» **The exercise**: Locate every line in the listing below that contains the string "wrist", and copy each of those lines. Matching is case-sensitive.

Location labeling records:
-- Begin --

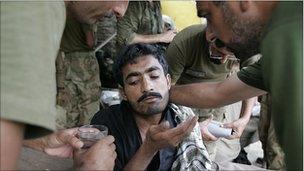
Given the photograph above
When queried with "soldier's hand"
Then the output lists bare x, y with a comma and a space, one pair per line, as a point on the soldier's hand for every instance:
167, 36
100, 156
237, 126
162, 136
60, 143
206, 135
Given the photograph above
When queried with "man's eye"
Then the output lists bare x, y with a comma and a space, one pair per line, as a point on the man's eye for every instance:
154, 76
132, 83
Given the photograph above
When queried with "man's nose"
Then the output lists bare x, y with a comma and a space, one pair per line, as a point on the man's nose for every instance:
146, 85
121, 8
210, 36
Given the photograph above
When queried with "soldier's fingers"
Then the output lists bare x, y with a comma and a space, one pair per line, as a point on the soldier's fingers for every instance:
207, 136
67, 137
183, 129
104, 141
163, 126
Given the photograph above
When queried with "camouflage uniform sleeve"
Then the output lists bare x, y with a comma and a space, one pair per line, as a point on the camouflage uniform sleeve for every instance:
176, 61
191, 153
128, 25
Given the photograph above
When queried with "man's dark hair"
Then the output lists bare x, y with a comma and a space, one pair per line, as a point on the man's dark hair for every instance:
130, 53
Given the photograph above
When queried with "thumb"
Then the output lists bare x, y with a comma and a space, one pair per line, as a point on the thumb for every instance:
228, 125
69, 139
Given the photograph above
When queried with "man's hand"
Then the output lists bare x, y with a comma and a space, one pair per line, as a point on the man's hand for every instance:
60, 143
167, 36
162, 136
206, 135
237, 126
100, 156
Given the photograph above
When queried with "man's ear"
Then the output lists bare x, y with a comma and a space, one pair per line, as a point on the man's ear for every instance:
244, 5
122, 93
168, 77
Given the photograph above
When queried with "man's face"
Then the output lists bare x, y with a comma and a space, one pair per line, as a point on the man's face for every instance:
90, 11
218, 52
146, 87
241, 34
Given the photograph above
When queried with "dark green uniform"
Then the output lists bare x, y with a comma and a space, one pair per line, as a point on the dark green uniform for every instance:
141, 17
78, 84
189, 62
280, 72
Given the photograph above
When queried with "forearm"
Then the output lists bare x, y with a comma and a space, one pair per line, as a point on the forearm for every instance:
37, 143
195, 95
212, 95
246, 109
11, 142
140, 38
141, 159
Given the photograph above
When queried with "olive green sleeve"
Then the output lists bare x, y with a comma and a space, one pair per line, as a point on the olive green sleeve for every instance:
128, 25
176, 60
252, 75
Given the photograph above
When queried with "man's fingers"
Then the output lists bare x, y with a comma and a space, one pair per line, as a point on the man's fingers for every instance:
182, 129
163, 126
68, 137
107, 140
228, 125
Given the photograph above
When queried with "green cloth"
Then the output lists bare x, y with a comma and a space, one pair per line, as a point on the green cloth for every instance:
74, 36
280, 72
142, 18
30, 39
188, 58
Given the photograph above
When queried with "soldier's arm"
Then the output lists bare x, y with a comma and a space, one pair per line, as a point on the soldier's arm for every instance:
176, 59
212, 95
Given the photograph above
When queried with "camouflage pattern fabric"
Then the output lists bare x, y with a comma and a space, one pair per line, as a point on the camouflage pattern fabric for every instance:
78, 88
141, 17
273, 153
222, 149
191, 152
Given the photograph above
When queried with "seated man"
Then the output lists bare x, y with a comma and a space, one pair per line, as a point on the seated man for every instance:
149, 132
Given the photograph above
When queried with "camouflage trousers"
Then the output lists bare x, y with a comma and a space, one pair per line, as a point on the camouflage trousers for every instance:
222, 150
78, 88
273, 153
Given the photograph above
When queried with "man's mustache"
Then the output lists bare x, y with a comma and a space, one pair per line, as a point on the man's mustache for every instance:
149, 94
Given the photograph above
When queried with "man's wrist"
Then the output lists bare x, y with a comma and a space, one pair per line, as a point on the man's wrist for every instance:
148, 149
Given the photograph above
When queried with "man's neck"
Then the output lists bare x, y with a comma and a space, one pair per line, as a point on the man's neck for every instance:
144, 122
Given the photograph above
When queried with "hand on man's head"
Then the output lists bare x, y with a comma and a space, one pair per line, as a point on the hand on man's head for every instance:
162, 136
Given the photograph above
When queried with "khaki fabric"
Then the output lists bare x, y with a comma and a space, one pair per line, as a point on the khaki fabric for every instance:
105, 28
140, 18
30, 39
188, 58
74, 36
189, 62
78, 88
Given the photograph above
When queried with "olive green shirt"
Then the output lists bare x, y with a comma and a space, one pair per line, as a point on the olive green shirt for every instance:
30, 39
141, 17
74, 36
280, 72
189, 61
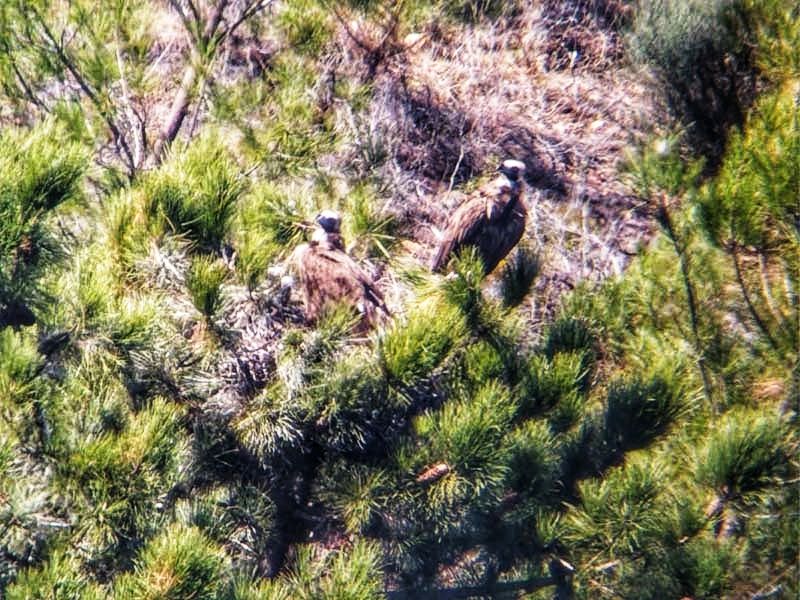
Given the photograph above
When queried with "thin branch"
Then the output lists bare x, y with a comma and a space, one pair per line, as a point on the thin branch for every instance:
138, 150
26, 88
748, 301
665, 219
69, 64
247, 13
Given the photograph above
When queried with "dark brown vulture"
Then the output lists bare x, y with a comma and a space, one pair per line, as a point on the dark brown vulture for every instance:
492, 220
328, 276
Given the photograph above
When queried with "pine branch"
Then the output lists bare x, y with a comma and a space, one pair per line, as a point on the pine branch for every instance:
180, 104
748, 301
665, 219
60, 50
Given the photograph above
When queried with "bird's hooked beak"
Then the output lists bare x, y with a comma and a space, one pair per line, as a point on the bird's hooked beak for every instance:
512, 169
329, 221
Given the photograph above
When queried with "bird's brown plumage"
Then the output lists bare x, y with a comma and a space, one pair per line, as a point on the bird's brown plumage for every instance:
492, 220
329, 276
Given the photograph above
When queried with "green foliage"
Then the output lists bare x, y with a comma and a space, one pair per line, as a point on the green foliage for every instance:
461, 443
306, 26
549, 382
116, 478
468, 436
623, 513
295, 134
270, 222
38, 172
750, 211
369, 227
179, 563
518, 276
534, 456
348, 574
194, 194
59, 579
701, 54
744, 454
412, 350
204, 281
573, 335
637, 412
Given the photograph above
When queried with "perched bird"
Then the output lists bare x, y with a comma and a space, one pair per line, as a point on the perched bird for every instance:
492, 220
327, 275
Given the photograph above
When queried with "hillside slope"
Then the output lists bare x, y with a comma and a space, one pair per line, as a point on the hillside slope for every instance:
613, 413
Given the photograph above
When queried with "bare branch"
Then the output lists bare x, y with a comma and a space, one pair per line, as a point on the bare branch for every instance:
69, 64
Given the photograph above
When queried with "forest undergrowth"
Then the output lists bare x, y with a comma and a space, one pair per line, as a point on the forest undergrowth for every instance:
612, 414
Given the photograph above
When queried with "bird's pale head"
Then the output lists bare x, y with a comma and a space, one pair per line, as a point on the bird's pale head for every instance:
513, 169
329, 221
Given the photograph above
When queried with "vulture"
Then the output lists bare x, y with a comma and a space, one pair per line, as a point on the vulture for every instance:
492, 220
328, 275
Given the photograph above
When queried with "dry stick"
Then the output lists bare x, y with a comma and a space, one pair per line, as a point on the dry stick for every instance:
139, 143
25, 86
762, 260
666, 221
119, 139
180, 104
748, 301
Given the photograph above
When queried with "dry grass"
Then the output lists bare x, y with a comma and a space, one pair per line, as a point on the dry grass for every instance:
454, 100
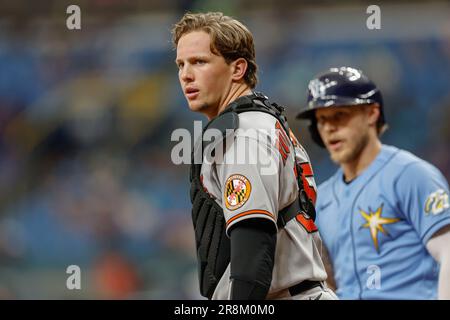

-- End --

» **Solution below**:
When queried with "man's wrist"
Then the output lists bare x, y with a comma and a space, one pair per line, as a point on the man's wrist for every instance:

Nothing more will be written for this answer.